Artigo:
※

AINDA GOVERNO E LIVRO

No governo Hugo Napoleão se estabeleceu o Projeto Petrônio Portella, para edição de obras sobre o Piauí e de autores piauienses, numa homenagem ao político que tanto engrandeceu a terra natal, figura impressionante, cujas leituras lhe aformosearam o espírito e a inteligência. No início da vitoriosa carreira, chegou a publicar atos de violência, porque o Piauí ensinava que na violência estava a defesa contra os adversários. Sentimos em Petrônio, quando já ministro o visitamos, mais de uma vez, que cada dia mais ele se compenetrava do papel da cultura, a fim de guiar os homens nos caminhos certas da vida. Maduro e prestigiado nos altos escalões republicanos, não guardava ódios, nem queria malquerenças, vivia de fazer o bem. Deu lições aos maiores parlamentares brasileiros, na tribuna do Congresso Nacional. Sentia tão profundo gosto pelas cousas do saber que autorizou a feitura, na gráfica do Senado, de edições sucessivas dos grandes discursos parlamentares proferidos ao tempo do Império, o que lhe valeu a Medalha Machado de Assis, da Academia Brasileira de Letras.

O Projeto Petrônio Portella mereceu execução louvável do secretário Jesualdo Cavalcante, da Cultura. Excelentes livros se distribuíram no Piauí e no Brasil.

O governo seguinte, de Alberto Silva, prestigiou a obra cultural do antecessor. Mantiveram-se as normas do Projeto Petrônio Portella, confiado ao jornalista Kenard Kruel, esforçado e trabalhador.

※

(Registros de uma coleção de dados)
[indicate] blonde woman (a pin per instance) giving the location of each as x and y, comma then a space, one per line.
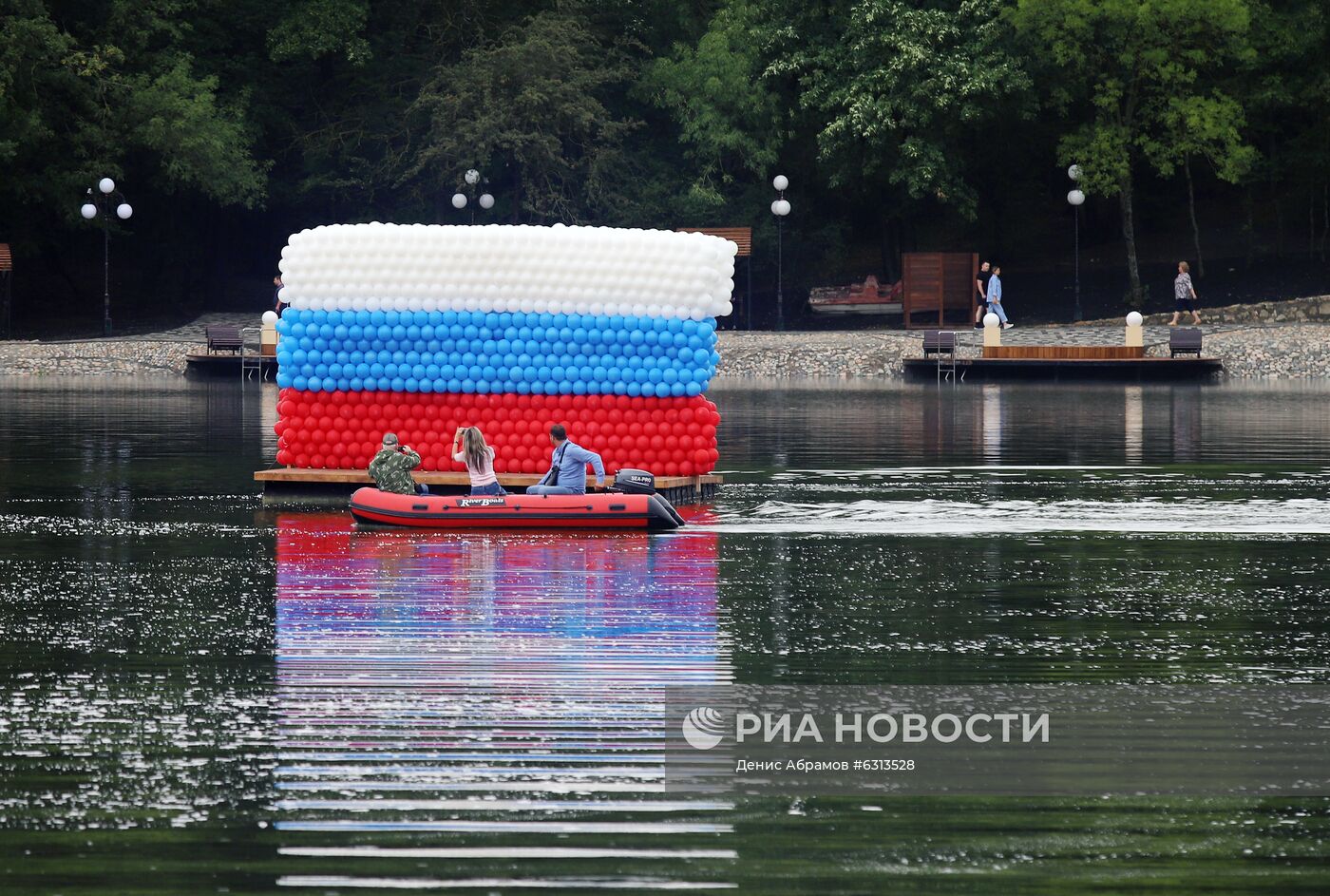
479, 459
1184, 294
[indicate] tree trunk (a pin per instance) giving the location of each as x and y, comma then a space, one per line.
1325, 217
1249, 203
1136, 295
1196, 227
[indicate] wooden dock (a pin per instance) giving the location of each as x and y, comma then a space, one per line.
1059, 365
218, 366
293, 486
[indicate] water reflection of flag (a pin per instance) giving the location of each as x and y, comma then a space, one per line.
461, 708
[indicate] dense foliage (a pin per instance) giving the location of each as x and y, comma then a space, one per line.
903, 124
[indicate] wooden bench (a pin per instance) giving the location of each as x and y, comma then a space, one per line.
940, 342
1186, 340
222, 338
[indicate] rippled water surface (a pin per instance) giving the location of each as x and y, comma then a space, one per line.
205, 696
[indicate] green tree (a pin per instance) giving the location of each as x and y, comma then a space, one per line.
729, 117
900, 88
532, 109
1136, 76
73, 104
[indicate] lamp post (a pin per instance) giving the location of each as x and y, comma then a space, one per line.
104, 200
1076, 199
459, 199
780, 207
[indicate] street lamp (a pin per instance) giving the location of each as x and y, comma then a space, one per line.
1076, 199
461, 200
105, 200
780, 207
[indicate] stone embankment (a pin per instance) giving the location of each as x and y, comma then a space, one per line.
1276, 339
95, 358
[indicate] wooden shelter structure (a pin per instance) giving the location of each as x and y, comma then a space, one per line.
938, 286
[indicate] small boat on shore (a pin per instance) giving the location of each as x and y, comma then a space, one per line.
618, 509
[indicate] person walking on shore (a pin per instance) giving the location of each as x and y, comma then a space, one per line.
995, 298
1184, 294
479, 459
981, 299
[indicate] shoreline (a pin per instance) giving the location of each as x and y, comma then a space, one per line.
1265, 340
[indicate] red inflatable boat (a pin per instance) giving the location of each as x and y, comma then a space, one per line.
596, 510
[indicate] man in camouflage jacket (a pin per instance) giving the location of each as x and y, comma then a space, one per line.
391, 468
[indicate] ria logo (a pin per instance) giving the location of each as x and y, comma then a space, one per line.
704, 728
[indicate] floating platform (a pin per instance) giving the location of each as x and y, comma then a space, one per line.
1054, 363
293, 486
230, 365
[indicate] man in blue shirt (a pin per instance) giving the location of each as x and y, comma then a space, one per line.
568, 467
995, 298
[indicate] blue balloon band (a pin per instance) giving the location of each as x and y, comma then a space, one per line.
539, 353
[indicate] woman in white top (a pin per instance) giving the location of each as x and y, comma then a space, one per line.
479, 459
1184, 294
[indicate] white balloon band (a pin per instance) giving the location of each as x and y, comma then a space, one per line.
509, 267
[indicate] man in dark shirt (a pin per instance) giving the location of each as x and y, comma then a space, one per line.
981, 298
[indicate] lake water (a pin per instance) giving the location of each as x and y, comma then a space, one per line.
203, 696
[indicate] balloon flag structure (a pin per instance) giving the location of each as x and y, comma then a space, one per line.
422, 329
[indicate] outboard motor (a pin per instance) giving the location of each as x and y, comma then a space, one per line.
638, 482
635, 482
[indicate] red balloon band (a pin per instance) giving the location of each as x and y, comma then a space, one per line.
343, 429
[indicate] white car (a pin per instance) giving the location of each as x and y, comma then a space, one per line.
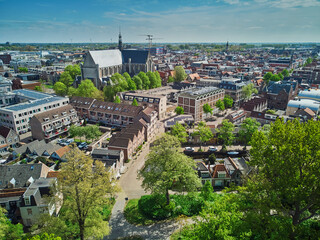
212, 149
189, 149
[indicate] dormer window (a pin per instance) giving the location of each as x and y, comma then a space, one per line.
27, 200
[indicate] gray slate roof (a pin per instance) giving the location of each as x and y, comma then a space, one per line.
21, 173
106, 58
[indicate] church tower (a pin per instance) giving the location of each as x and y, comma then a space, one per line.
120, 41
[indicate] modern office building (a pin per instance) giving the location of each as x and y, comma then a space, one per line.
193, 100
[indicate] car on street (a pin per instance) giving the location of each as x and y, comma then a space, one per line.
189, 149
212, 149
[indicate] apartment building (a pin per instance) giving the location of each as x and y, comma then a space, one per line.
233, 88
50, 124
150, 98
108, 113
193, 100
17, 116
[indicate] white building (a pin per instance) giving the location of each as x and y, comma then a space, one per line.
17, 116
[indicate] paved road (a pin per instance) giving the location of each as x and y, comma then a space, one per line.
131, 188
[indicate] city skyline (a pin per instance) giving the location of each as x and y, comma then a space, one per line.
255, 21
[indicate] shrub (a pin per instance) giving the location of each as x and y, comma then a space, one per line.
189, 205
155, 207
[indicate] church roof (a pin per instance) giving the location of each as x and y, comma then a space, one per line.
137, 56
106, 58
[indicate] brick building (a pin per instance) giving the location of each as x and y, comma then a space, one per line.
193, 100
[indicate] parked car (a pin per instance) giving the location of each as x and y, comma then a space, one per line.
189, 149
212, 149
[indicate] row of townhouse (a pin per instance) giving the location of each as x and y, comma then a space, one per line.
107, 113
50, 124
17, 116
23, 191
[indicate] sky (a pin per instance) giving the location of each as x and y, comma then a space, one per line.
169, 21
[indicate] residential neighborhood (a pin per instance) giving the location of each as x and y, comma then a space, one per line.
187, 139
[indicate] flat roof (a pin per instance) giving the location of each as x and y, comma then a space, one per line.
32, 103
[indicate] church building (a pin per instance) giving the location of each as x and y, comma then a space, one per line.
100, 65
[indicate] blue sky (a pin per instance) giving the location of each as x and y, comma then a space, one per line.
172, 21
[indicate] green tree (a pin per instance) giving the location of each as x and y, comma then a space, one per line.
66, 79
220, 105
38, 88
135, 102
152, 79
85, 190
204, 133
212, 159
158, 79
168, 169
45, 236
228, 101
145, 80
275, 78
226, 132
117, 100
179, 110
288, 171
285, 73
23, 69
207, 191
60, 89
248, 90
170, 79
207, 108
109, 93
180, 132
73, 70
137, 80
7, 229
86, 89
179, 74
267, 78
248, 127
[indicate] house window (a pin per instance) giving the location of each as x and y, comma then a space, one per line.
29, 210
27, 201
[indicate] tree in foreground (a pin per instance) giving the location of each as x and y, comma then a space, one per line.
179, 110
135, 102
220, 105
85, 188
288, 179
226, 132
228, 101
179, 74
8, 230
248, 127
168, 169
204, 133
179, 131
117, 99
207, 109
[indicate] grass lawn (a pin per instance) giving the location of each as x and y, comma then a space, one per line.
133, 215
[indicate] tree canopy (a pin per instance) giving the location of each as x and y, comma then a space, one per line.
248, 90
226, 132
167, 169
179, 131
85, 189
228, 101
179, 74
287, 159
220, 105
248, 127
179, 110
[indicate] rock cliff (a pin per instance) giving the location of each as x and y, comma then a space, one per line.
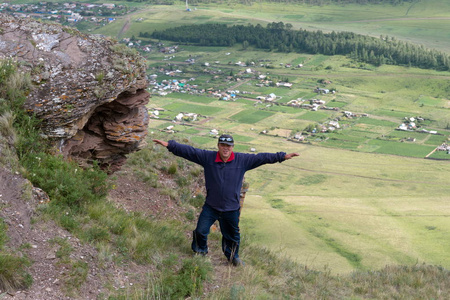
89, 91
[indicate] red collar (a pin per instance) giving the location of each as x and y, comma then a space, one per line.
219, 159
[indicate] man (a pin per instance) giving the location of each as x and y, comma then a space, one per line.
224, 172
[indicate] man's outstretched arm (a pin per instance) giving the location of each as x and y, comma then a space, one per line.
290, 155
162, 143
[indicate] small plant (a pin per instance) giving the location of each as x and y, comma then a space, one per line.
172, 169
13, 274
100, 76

※

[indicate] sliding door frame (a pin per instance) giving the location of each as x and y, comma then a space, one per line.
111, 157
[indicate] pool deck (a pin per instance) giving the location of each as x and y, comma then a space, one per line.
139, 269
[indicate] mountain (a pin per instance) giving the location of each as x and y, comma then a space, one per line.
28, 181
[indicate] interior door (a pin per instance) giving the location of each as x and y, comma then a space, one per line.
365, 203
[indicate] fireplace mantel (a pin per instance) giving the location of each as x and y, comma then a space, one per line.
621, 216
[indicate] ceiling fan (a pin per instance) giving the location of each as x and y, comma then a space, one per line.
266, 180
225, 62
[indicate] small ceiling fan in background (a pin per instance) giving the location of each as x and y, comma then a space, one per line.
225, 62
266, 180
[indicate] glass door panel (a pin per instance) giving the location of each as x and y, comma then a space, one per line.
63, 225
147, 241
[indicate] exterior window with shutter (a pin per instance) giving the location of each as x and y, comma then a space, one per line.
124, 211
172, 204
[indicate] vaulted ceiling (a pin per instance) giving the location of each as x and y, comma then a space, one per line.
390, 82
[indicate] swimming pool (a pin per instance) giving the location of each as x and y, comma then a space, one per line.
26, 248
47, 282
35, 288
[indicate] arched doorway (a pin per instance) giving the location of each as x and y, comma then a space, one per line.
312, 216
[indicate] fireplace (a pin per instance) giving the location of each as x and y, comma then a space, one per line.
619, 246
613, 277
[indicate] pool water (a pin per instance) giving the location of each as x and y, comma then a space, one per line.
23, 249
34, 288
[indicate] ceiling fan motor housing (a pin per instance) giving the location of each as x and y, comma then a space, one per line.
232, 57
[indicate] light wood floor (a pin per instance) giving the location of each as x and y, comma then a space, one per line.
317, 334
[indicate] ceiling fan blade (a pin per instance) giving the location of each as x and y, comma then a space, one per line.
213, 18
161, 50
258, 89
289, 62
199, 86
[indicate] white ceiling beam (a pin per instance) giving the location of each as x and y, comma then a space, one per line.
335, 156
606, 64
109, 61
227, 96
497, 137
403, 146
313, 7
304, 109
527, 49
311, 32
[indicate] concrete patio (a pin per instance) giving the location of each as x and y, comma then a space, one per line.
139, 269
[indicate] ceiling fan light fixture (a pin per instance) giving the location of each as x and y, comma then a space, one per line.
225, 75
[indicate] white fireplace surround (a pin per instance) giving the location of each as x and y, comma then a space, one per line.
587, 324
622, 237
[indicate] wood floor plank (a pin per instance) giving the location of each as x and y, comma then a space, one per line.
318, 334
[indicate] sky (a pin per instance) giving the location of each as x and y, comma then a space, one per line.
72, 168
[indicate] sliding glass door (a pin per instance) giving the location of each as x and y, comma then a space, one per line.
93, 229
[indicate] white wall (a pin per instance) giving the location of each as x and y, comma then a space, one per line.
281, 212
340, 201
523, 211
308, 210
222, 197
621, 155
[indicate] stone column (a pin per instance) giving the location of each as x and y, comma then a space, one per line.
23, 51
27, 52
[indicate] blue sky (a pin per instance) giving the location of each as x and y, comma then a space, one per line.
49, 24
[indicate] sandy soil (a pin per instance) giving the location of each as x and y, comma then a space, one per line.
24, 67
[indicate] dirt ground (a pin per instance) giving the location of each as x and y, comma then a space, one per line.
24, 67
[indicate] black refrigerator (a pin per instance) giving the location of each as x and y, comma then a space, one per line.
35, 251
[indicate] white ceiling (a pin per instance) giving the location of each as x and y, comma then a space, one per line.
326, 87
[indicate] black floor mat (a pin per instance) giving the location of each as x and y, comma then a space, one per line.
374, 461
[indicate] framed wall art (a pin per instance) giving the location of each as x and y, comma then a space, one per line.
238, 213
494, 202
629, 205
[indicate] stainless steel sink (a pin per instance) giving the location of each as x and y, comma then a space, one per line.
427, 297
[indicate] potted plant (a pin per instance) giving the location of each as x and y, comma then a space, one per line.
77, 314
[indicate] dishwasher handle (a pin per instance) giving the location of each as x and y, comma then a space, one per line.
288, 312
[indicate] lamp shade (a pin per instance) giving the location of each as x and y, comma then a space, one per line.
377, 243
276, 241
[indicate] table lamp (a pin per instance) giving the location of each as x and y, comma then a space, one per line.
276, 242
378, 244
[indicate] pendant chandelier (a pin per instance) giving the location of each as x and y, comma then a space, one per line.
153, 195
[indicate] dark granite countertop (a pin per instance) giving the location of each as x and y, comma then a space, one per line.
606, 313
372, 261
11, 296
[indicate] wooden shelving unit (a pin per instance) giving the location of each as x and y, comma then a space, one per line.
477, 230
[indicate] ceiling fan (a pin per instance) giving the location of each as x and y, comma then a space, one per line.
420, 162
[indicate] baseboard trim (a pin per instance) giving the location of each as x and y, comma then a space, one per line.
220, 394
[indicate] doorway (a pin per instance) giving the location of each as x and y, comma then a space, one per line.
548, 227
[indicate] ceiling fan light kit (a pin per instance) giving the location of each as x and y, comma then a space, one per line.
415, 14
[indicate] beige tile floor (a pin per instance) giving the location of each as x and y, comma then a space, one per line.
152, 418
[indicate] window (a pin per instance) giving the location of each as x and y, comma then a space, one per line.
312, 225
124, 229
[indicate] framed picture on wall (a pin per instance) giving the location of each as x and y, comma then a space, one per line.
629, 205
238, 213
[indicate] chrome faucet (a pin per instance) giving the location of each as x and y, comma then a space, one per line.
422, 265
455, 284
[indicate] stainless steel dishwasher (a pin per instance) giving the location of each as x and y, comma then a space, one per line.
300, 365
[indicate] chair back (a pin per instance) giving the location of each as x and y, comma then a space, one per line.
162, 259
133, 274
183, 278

※

Tarefas:
a) Segundo o artigo sobre o Projeto Petrônio Portella, que distinção da Academia Brasileira de Letras Petrônio Portella recebeu?
b) Escreva a continuação do artigo sobre o Projeto Petrônio Portella, começando logo depois da última frase.

Respostas:
a) A Medalha Machado de Assis.

b)
Em agosto de 1987, o governador Alberto Silva, convocou a Academia Piauiense de Letras para participar desse auspicioso plano editorial. Acertou-se que os recursos se dividiriam entre a Casa de Lucídio Freitas e a Fundação Cultural do Piauí, meio a meio. As edições ficariam subordinadas às duas partes: à primeira, as obras de escritores desparecidos ou vivos considerados úteis ao conhecimento da história piauiense, ou outras, como trabalhos de ficção de autores desaparecidos ou acadêmicos; à segunda competia editar a literatura de novos escritores.

Desnecessário, asseverar que o Projeto Petrônio Portella fracassou na metade do governo Alberto Silva, porque os órgãos responsáveis pelas finanças necessárias ao custeio das edições fugiram, quase todos, dos compromissos publicamente adotados, recusando o pagamento das contribuições. Não lhes interessava senão a politiquice e o desprezo as manifestações culturais da terra.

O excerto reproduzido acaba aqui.